> _Tasks to complete_
A. Duplicate the mailing list message between "I've already split" and "be really unmanageable.", inclusive.
B. Name every person listed in the From, To, and Cc lines of the mailing list message's header, counting each only once.
C. Resume the mailing list message after its final sentence.

> _Document segment_

---------------

From: | "Josh Berkus" <josh(at)agliodbs(dot)com> |
---|---|
To: | Joe Conway <mail(at)joeconway(dot)com>, Josh Berkus <josh(at)agliodbs(dot)com> |
Cc: | Bruce Momjian <pgman(at)candle(dot)pha(dot)pa(dot)us>, Sean Chittenden <sean(at)chittenden(dot)org>, pgsql-performance(at)postgresql(dot)org |
Subject: | Re: What does this tell me? |
Date: | 2002-10-09 05:22:37 |
Message-ID: | web-1776618@davinci.ethosmedia.com |
Views: | Raw Message | Whole Thread | Download mbox | Resend email |
Thread: | |
Lists: | pgsql-performance |
Joe,
> If that's the case, can you split the work up into multiple
> functions, and execute them all from a shell script? Or perhaps even
> offload some of the data massaging to perl or something? (It would be
> easier to recommend alternate approaches with more details.)
I've already split it up into 11 functions, which are being managed
through Perl with ANALYZE statements between. Breaking it down
further would be really unmanageable.

---------------

[Point labels for objects]

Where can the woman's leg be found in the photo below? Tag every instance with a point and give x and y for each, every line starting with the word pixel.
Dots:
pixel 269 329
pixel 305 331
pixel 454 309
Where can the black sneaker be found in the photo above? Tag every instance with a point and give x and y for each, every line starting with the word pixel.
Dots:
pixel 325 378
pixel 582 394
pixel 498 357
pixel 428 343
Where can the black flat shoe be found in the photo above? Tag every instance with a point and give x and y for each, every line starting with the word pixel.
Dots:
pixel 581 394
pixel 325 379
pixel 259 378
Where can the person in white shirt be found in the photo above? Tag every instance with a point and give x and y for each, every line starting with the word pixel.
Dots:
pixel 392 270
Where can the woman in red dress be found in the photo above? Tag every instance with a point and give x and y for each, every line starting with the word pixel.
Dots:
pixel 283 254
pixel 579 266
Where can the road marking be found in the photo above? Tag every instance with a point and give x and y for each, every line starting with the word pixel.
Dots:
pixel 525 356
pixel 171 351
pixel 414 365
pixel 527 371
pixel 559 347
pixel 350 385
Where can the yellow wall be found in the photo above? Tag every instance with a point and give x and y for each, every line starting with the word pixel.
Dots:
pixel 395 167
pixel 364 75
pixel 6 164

---------------

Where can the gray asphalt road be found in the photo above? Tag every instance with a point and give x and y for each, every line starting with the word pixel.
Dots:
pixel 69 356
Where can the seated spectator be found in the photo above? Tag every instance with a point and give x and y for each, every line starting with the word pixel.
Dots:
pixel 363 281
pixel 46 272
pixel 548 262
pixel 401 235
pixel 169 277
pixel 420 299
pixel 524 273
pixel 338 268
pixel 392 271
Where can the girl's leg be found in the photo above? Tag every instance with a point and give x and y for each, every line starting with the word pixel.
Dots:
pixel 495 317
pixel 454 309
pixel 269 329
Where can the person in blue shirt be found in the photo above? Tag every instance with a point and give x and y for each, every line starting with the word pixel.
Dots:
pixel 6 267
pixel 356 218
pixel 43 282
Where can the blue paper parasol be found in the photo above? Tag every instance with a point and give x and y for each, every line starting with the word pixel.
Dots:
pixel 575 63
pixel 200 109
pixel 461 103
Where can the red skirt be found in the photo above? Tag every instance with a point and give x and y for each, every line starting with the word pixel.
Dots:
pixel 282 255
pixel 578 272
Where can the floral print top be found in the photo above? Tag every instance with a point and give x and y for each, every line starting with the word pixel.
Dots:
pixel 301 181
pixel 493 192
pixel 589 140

---------------

> _Answers by task_
A.
I've already split it up into 11 functions, which are being managed
through Perl with ANALYZE statements between. Breaking it down
further would be really unmanageable.

B. Josh Berkus, Joe Conway, Bruce Momjian, Sean Chittenden

C.
Not to be mean or anything (after all, I just joined pgsql-advocacy),
I'm getting *much* worse performance on large data transformations from
PostgreSQL 7.2.1, than I get from SQL Server 7.0 on inferior hardware
(at least, except where SQL Server 7.0 crashes). I really am determined
to prove that it's because I've misconfigured it, and I thank all of
you for your help in doing so.
PGBench Results:
transaction type: TPC-B (sort of)
scaling factor: 10
number of clients: 100
number of transactions per client: 10
number of transactions actually processed: 1000/1000
tps = 93.206356(including connections establishing)
tps = 103.237007(excluding connections establishing)
Of course, I don't have much to compare these to, so I don't know if
that's good or bad.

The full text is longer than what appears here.